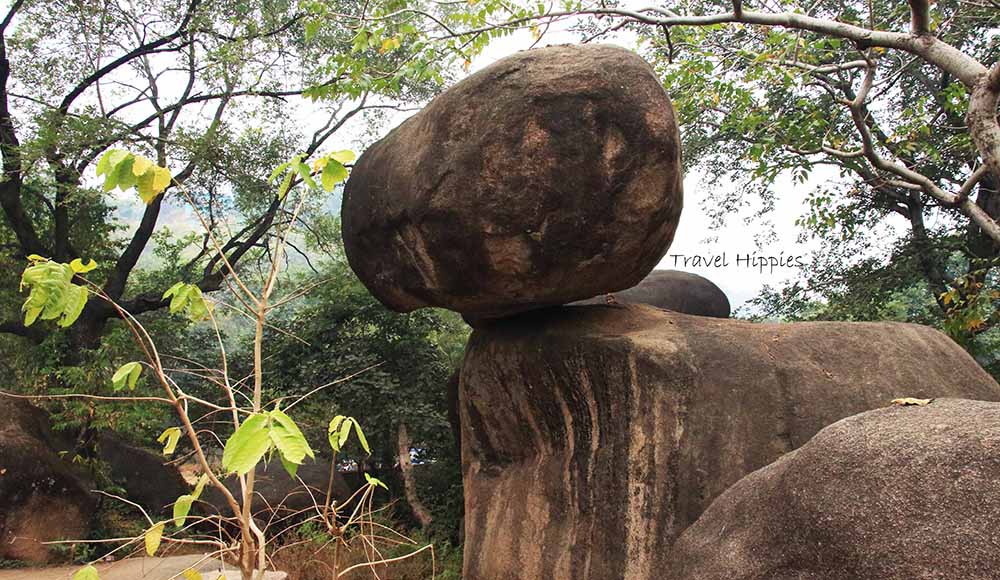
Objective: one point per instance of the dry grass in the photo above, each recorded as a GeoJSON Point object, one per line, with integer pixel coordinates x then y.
{"type": "Point", "coordinates": [312, 560]}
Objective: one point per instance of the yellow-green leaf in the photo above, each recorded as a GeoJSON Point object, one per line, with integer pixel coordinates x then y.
{"type": "Point", "coordinates": [140, 165]}
{"type": "Point", "coordinates": [247, 446]}
{"type": "Point", "coordinates": [153, 537]}
{"type": "Point", "coordinates": [76, 300]}
{"type": "Point", "coordinates": [86, 573]}
{"type": "Point", "coordinates": [131, 372]}
{"type": "Point", "coordinates": [200, 486]}
{"type": "Point", "coordinates": [333, 173]}
{"type": "Point", "coordinates": [361, 438]}
{"type": "Point", "coordinates": [161, 179]}
{"type": "Point", "coordinates": [288, 438]}
{"type": "Point", "coordinates": [182, 507]}
{"type": "Point", "coordinates": [344, 156]}
{"type": "Point", "coordinates": [80, 268]}
{"type": "Point", "coordinates": [171, 436]}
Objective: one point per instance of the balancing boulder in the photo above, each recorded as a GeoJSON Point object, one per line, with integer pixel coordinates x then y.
{"type": "Point", "coordinates": [893, 494]}
{"type": "Point", "coordinates": [551, 176]}
{"type": "Point", "coordinates": [592, 436]}
{"type": "Point", "coordinates": [675, 290]}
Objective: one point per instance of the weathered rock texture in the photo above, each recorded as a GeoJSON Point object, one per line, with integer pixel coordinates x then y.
{"type": "Point", "coordinates": [592, 436]}
{"type": "Point", "coordinates": [144, 475]}
{"type": "Point", "coordinates": [675, 290]}
{"type": "Point", "coordinates": [548, 177]}
{"type": "Point", "coordinates": [893, 494]}
{"type": "Point", "coordinates": [41, 499]}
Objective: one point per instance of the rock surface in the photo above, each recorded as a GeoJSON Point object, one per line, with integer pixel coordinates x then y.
{"type": "Point", "coordinates": [41, 499]}
{"type": "Point", "coordinates": [550, 176]}
{"type": "Point", "coordinates": [592, 436]}
{"type": "Point", "coordinates": [144, 475]}
{"type": "Point", "coordinates": [675, 290]}
{"type": "Point", "coordinates": [893, 494]}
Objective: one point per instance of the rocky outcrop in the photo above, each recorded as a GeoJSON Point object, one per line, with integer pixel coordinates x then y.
{"type": "Point", "coordinates": [675, 290]}
{"type": "Point", "coordinates": [593, 435]}
{"type": "Point", "coordinates": [144, 475]}
{"type": "Point", "coordinates": [893, 494]}
{"type": "Point", "coordinates": [551, 176]}
{"type": "Point", "coordinates": [41, 499]}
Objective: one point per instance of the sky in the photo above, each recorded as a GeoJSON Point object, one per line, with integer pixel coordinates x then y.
{"type": "Point", "coordinates": [725, 256]}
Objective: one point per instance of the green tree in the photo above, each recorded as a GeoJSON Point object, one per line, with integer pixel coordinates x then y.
{"type": "Point", "coordinates": [389, 368]}
{"type": "Point", "coordinates": [200, 86]}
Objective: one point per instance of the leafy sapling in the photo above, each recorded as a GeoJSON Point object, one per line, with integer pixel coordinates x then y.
{"type": "Point", "coordinates": [60, 292]}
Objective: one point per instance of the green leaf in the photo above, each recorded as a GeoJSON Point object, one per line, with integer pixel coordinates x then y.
{"type": "Point", "coordinates": [182, 507]}
{"type": "Point", "coordinates": [345, 432]}
{"type": "Point", "coordinates": [305, 174]}
{"type": "Point", "coordinates": [278, 171]}
{"type": "Point", "coordinates": [80, 268]}
{"type": "Point", "coordinates": [288, 439]}
{"type": "Point", "coordinates": [344, 156]}
{"type": "Point", "coordinates": [361, 438]}
{"type": "Point", "coordinates": [108, 163]}
{"type": "Point", "coordinates": [180, 299]}
{"type": "Point", "coordinates": [333, 432]}
{"type": "Point", "coordinates": [285, 185]}
{"type": "Point", "coordinates": [200, 486]}
{"type": "Point", "coordinates": [375, 482]}
{"type": "Point", "coordinates": [88, 573]}
{"type": "Point", "coordinates": [247, 446]}
{"type": "Point", "coordinates": [172, 290]}
{"type": "Point", "coordinates": [76, 300]}
{"type": "Point", "coordinates": [141, 165]}
{"type": "Point", "coordinates": [171, 436]}
{"type": "Point", "coordinates": [333, 173]}
{"type": "Point", "coordinates": [153, 537]}
{"type": "Point", "coordinates": [30, 315]}
{"type": "Point", "coordinates": [129, 371]}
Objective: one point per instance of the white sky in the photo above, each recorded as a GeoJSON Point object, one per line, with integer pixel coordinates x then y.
{"type": "Point", "coordinates": [740, 281]}
{"type": "Point", "coordinates": [694, 236]}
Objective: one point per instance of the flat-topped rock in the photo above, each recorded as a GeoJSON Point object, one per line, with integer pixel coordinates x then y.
{"type": "Point", "coordinates": [550, 176]}
{"type": "Point", "coordinates": [593, 436]}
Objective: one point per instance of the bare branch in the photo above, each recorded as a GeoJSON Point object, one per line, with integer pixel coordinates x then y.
{"type": "Point", "coordinates": [919, 16]}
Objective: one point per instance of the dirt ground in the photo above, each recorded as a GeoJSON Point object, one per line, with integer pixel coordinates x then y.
{"type": "Point", "coordinates": [169, 568]}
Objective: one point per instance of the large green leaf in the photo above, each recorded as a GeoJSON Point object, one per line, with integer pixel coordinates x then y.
{"type": "Point", "coordinates": [288, 439]}
{"type": "Point", "coordinates": [153, 537]}
{"type": "Point", "coordinates": [86, 573]}
{"type": "Point", "coordinates": [128, 373]}
{"type": "Point", "coordinates": [247, 446]}
{"type": "Point", "coordinates": [169, 438]}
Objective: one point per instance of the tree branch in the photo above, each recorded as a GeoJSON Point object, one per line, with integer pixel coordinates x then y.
{"type": "Point", "coordinates": [919, 16]}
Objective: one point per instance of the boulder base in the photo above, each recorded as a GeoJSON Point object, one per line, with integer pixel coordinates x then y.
{"type": "Point", "coordinates": [41, 499]}
{"type": "Point", "coordinates": [892, 494]}
{"type": "Point", "coordinates": [592, 436]}
{"type": "Point", "coordinates": [675, 290]}
{"type": "Point", "coordinates": [551, 176]}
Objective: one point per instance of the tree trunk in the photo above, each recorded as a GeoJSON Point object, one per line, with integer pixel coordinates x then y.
{"type": "Point", "coordinates": [409, 482]}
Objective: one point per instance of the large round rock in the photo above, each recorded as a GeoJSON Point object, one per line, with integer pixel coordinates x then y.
{"type": "Point", "coordinates": [550, 176]}
{"type": "Point", "coordinates": [904, 493]}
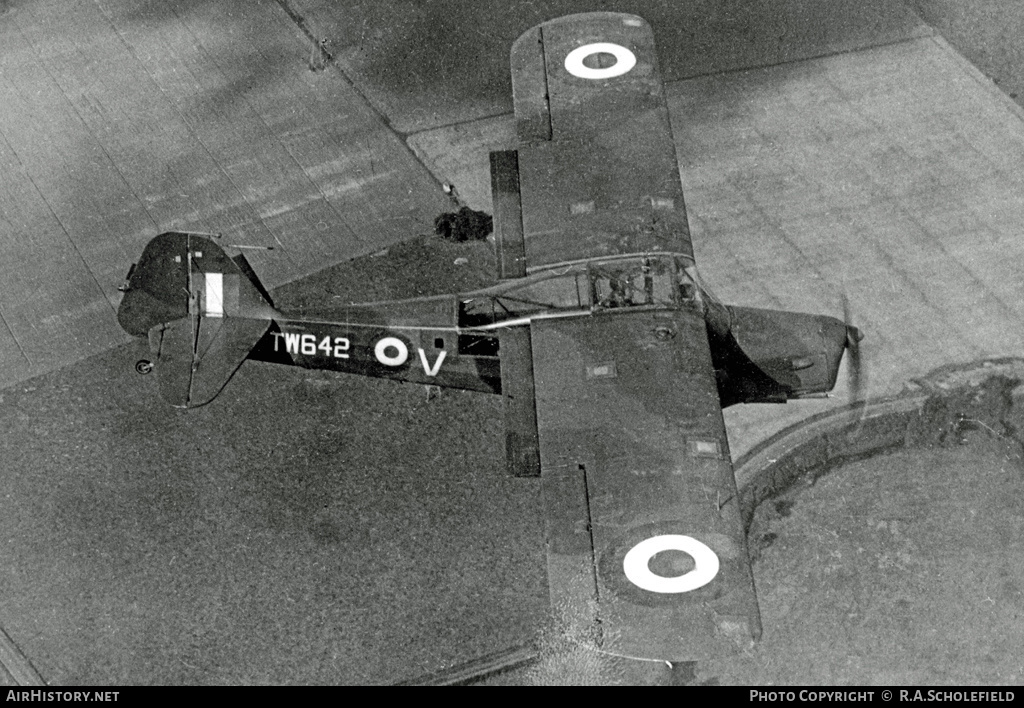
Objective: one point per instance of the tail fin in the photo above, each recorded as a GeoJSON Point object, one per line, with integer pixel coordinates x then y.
{"type": "Point", "coordinates": [202, 310]}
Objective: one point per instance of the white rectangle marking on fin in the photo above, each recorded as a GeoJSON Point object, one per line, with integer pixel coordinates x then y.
{"type": "Point", "coordinates": [214, 305]}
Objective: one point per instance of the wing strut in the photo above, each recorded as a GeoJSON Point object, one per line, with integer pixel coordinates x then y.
{"type": "Point", "coordinates": [522, 452]}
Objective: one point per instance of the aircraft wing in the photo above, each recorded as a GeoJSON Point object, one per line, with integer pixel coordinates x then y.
{"type": "Point", "coordinates": [646, 549]}
{"type": "Point", "coordinates": [597, 165]}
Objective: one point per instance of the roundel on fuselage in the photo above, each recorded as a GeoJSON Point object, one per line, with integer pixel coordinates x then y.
{"type": "Point", "coordinates": [391, 351]}
{"type": "Point", "coordinates": [625, 60]}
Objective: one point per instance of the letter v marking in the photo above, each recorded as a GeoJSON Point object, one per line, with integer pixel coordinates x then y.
{"type": "Point", "coordinates": [431, 370]}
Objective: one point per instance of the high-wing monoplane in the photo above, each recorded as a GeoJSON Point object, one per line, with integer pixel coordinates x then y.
{"type": "Point", "coordinates": [612, 358]}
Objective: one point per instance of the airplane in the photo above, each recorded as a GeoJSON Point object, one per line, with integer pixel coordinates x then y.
{"type": "Point", "coordinates": [612, 358]}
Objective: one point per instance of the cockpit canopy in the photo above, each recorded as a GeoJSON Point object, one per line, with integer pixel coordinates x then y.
{"type": "Point", "coordinates": [655, 281]}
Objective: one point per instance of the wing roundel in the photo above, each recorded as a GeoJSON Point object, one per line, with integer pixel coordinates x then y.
{"type": "Point", "coordinates": [597, 170]}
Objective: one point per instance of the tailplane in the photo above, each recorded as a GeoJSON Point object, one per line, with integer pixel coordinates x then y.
{"type": "Point", "coordinates": [202, 310]}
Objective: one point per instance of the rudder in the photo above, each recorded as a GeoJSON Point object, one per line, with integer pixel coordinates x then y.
{"type": "Point", "coordinates": [202, 310]}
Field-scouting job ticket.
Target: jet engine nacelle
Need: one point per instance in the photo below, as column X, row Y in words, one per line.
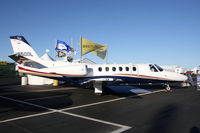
column 71, row 70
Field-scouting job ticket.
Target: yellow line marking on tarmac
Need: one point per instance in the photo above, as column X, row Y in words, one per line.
column 38, row 90
column 112, row 100
column 121, row 129
column 57, row 89
column 32, row 99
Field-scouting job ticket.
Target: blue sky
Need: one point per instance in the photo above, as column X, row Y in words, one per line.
column 165, row 32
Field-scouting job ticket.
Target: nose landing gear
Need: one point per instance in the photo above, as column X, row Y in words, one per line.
column 167, row 88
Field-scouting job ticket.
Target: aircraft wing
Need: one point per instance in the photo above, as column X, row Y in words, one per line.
column 18, row 58
column 127, row 89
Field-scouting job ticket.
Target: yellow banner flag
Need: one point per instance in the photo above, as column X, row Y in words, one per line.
column 88, row 46
column 101, row 52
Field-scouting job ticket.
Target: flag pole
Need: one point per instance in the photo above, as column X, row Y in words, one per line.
column 81, row 48
column 55, row 50
column 107, row 55
column 72, row 45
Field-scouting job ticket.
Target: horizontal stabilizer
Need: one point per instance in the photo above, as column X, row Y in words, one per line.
column 139, row 91
column 127, row 89
column 18, row 58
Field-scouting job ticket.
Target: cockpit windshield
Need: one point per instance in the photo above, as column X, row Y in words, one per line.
column 159, row 68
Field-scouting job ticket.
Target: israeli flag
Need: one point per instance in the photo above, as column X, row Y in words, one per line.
column 60, row 45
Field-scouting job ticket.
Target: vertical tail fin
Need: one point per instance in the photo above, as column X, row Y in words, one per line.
column 22, row 47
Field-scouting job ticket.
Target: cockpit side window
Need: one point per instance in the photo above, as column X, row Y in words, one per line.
column 153, row 68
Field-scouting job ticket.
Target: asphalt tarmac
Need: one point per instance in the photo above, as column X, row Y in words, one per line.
column 72, row 109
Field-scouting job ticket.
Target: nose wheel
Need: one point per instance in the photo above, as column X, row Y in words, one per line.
column 167, row 88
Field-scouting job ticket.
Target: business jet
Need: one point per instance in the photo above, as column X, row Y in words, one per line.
column 28, row 62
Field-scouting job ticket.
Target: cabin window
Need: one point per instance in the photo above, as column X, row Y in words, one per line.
column 134, row 68
column 127, row 68
column 152, row 68
column 120, row 69
column 107, row 68
column 100, row 69
column 114, row 68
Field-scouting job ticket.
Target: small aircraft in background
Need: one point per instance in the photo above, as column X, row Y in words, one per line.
column 97, row 75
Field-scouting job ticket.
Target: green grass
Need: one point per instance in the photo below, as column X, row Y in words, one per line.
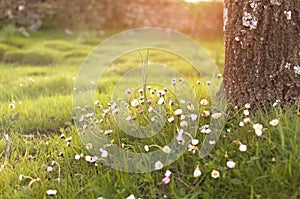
column 36, row 109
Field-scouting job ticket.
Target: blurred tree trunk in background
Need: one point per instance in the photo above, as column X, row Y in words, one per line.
column 262, row 59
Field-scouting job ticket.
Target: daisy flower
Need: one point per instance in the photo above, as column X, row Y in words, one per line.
column 215, row 174
column 204, row 102
column 197, row 172
column 258, row 129
column 230, row 164
column 158, row 165
column 166, row 149
column 274, row 122
column 51, row 192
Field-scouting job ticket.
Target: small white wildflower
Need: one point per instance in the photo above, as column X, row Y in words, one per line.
column 247, row 120
column 288, row 14
column 150, row 109
column 182, row 117
column 230, row 164
column 171, row 119
column 246, row 112
column 243, row 147
column 135, row 102
column 195, row 142
column 274, row 122
column 88, row 158
column 168, row 173
column 216, row 115
column 51, row 192
column 297, row 69
column 205, row 113
column 197, row 172
column 183, row 123
column 77, row 157
column 89, row 146
column 104, row 153
column 204, row 102
column 161, row 101
column 258, row 129
column 194, row 117
column 247, row 105
column 178, row 112
column 166, row 149
column 131, row 196
column 211, row 142
column 215, row 174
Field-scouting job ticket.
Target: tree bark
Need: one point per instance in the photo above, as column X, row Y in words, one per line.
column 262, row 59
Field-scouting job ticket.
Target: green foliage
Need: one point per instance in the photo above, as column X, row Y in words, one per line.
column 32, row 57
column 8, row 31
column 59, row 45
column 40, row 120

● **THE PROBLEM**
Search the material above for the string "background". Show every line that holds it.

● **ANSWER TO THIS EXERCISE**
Target: small aircraft in background
Target: blurred tree trunk in background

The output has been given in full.